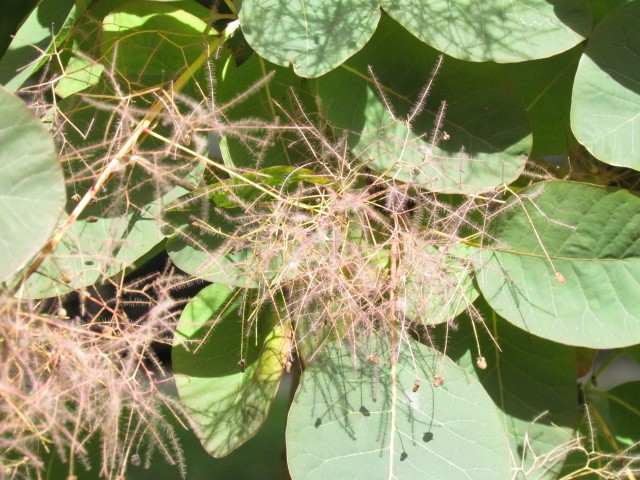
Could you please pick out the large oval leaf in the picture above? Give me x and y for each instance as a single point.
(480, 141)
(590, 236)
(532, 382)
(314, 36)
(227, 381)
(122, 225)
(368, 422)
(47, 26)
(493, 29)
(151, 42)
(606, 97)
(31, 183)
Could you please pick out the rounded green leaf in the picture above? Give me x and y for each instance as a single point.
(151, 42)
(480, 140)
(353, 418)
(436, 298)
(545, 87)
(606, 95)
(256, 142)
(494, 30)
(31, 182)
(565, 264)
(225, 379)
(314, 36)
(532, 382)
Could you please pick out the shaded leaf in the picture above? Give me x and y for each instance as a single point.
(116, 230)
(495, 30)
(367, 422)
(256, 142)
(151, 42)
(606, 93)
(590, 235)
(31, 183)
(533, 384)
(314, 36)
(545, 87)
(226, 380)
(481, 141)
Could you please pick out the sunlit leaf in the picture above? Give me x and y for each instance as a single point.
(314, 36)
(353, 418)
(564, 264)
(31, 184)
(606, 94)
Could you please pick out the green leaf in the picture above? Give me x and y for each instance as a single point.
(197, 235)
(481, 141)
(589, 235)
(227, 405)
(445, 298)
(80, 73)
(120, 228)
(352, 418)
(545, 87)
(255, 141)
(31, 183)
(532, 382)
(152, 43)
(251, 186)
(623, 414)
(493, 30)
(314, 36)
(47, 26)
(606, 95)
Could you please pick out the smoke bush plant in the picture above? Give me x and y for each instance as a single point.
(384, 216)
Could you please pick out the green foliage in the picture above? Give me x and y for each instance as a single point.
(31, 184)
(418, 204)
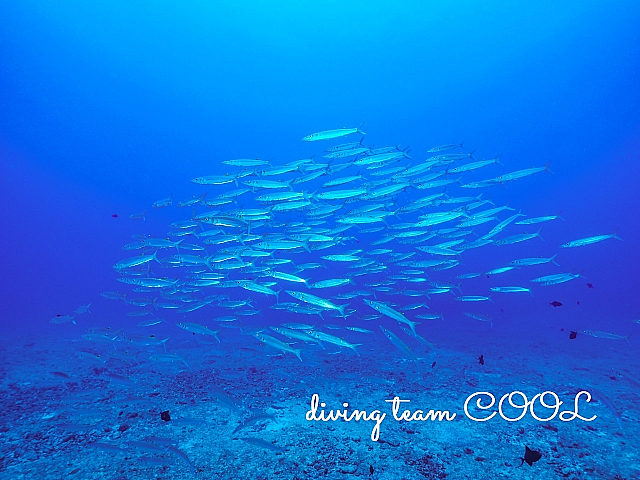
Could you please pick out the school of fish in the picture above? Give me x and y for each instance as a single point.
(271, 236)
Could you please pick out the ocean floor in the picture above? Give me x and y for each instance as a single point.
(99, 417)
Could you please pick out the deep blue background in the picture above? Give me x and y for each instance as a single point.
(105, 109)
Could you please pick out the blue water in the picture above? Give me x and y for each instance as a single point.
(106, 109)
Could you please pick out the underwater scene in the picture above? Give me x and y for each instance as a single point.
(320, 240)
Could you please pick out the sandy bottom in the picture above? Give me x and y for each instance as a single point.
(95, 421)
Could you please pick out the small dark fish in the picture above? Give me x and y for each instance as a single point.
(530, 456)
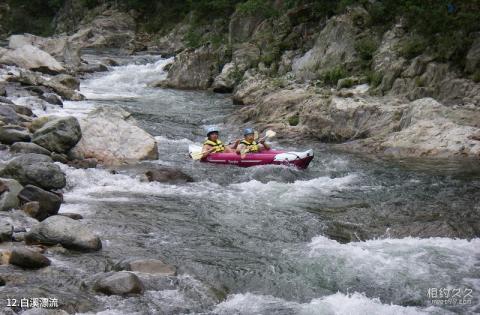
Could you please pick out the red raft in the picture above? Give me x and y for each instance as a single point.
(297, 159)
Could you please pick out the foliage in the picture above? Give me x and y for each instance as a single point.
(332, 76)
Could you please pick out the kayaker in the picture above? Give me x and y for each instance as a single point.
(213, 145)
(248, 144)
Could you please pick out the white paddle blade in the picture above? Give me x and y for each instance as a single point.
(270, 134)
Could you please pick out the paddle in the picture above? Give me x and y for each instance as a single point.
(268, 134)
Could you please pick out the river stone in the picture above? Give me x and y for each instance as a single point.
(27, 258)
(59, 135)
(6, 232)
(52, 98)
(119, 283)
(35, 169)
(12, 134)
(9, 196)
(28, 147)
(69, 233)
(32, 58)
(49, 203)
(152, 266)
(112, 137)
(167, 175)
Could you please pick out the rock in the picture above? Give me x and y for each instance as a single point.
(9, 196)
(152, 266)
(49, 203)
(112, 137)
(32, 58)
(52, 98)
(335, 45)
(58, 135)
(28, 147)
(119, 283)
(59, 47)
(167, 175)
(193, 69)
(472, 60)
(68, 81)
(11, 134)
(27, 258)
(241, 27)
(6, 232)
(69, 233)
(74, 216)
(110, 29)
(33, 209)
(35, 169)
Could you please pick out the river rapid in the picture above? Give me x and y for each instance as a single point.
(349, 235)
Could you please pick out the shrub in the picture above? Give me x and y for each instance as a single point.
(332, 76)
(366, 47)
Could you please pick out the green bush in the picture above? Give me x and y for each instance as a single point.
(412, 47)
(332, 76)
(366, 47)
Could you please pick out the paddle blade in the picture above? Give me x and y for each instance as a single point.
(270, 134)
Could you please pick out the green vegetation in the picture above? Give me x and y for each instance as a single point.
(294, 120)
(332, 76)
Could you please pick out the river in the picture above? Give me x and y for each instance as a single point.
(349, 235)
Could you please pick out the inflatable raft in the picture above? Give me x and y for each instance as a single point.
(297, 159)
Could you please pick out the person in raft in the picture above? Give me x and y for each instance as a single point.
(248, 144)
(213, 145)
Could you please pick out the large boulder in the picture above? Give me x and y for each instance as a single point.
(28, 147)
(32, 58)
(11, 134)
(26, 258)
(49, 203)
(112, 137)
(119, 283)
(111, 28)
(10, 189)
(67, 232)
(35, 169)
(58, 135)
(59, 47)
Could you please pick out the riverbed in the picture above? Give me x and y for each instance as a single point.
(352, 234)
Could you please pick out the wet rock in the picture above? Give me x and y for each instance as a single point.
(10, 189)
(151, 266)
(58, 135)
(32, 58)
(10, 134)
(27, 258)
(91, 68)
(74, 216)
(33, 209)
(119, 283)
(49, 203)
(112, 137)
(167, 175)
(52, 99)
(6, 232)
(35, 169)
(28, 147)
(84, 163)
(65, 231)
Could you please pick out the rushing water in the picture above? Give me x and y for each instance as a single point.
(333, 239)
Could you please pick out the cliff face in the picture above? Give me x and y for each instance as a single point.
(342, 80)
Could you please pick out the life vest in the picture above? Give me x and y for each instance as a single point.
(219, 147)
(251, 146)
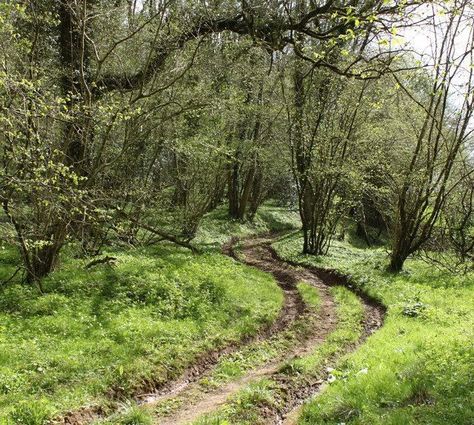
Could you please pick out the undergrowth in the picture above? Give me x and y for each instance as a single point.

++++

Task to carry out = Could you repeat every entry above exactly, with each picture omitted?

Written answer =
Could you please pick out the large oval leaf in the picture above? Give me x and y for each instance as a single point.
(480, 141)
(590, 236)
(532, 382)
(314, 36)
(227, 381)
(122, 225)
(368, 422)
(47, 26)
(493, 29)
(151, 42)
(606, 97)
(31, 183)
Could you please pick out the rounded green leaf in the picture above? Give me x and y for each instance as a single point.
(151, 42)
(480, 140)
(353, 418)
(436, 298)
(545, 87)
(606, 95)
(256, 142)
(494, 30)
(31, 182)
(565, 264)
(225, 379)
(314, 36)
(532, 382)
Could you please pick out the shaded leaf in the picture above? Give me x and y for each instance as a single point.
(116, 230)
(495, 30)
(367, 422)
(256, 142)
(151, 42)
(606, 93)
(590, 235)
(31, 183)
(533, 384)
(314, 36)
(545, 87)
(226, 380)
(481, 141)
Could you please pick out the sunlit leaf in the picture above? Give me x and y for each instance as a single point.
(314, 36)
(353, 418)
(564, 264)
(31, 184)
(606, 94)
Could you please pick out the green leaf in the picture above? Give me x and y for each instance as a single point.
(197, 235)
(481, 141)
(589, 235)
(227, 405)
(445, 298)
(80, 73)
(120, 228)
(352, 418)
(545, 87)
(255, 141)
(31, 183)
(532, 382)
(152, 43)
(251, 186)
(623, 414)
(493, 30)
(314, 36)
(47, 26)
(606, 95)
Could you please pick out the smoke bush plant in the picture above? Give me x and y for each instance as a single point.
(384, 216)
Could you please pick out the green foliage in the picture above? Give me x and y for each instance as a single point.
(31, 184)
(418, 204)
Could you please pick out the school of fish in the picture above? Give me x and y for each instance as a single point.
(271, 236)
Could you please pick out the ocean floor in the picture above? Give me x and y for each instance as a single point.
(99, 417)
Could you please pick out the deep blue background in the picture above? Give me x and y for each instance as a single point.
(105, 109)
Could you please pick out the blue water in the picture above? Give me x and y for each instance as a single point.
(106, 109)
Could you please pick out the underwater scene in the picture above? Give me x and y for each instance as a single point.
(320, 240)
Could you please pick out the sandy bottom in the picture above? Give me x and y for each instance as a single point.
(95, 421)
Could you please pick out the small dark fish in the picture above? Give me x and y for each instance as a single point.
(530, 456)
Could you please pick out the red raft in the picture above? Give me x and y for each instance as a single point.
(297, 159)
Could you please pick out the foliage in the picture above? Give me x and y for each instance as a single point.
(332, 76)
Could you please pick out the kayaker in the picture above? Give me x and y for each instance as a single point.
(213, 145)
(248, 144)
Could you please pick out the white paddle blade in the picture above? Give me x and y for each instance as a single point.
(270, 134)
Could you please pick out the paddle in the picture above? Give me x and y for each instance as a single point.
(268, 134)
Could you please pick out the river stone in the picture above? Give me x and y for each instance as a single point.
(27, 258)
(59, 135)
(6, 232)
(52, 98)
(119, 283)
(35, 169)
(12, 134)
(9, 196)
(28, 147)
(69, 233)
(32, 58)
(49, 203)
(152, 266)
(112, 137)
(167, 175)
Could you please pick out the rock in the picture above? Give me x and y for each instance as a single point.
(9, 196)
(152, 266)
(49, 203)
(112, 137)
(32, 58)
(52, 98)
(335, 45)
(58, 135)
(28, 147)
(119, 283)
(59, 47)
(167, 175)
(193, 69)
(472, 60)
(68, 81)
(11, 134)
(27, 258)
(241, 27)
(6, 232)
(69, 233)
(74, 216)
(110, 29)
(33, 209)
(35, 169)
Could you please pick out the river rapid in the picture above? Give me x and y for each instance as a single point.
(349, 235)
Could you please pick out the shrub in the picture above? Give me x and y for each instance as a single point.
(332, 76)
(366, 47)
Could you please pick out the green bush in the picture above? Give me x and y for each instance as a single point.
(412, 47)
(332, 76)
(366, 47)
Could you please pick out the paddle blade in the picture above? Give me x and y for each instance as a single point.
(270, 134)
Could you please pick out the green vegetation in the picture above? Give me x and y for each instance as a single point.
(294, 120)
(332, 76)
Could you please pick out the river in the picture above? Give me x and y for each instance as a single point.
(349, 235)
Could you please pick out the inflatable raft in the picture above? Give me x and y for each instance as a single point.
(297, 159)
Could you please pick out the person in raft in the picture above? Give me x and y for each instance as a single point.
(248, 144)
(213, 145)
Could you please pick out the large boulder in the picture above? Give me x and y for each instance as a single point.
(28, 147)
(32, 58)
(11, 134)
(26, 258)
(49, 203)
(112, 137)
(119, 283)
(111, 28)
(10, 189)
(67, 232)
(35, 169)
(58, 135)
(59, 47)
Could you please pick out the riverbed in the picture above? Give me x and y for each instance as a single point.
(352, 234)
Could you please pick out the wet rock in the picture above? Give me x and y for each instance as a single point.
(10, 189)
(151, 266)
(58, 135)
(32, 58)
(10, 134)
(27, 258)
(91, 68)
(74, 216)
(33, 209)
(119, 283)
(49, 203)
(112, 137)
(167, 175)
(52, 99)
(6, 232)
(35, 169)
(28, 147)
(84, 163)
(65, 231)
Could you please pick out the rushing water in the picture above? Give me x and y for each instance as a single point.
(333, 239)
Could you please pick out the cliff face in the picture above? Give me x and y for each instance as a single point.
(342, 80)
Could you please pick out the life vest in the picture above? Give me x and y for each instance as a single point.
(219, 147)
(251, 146)
Could you please pick out the undergrowth in the picture above? Give me x and y for each instance as a single point.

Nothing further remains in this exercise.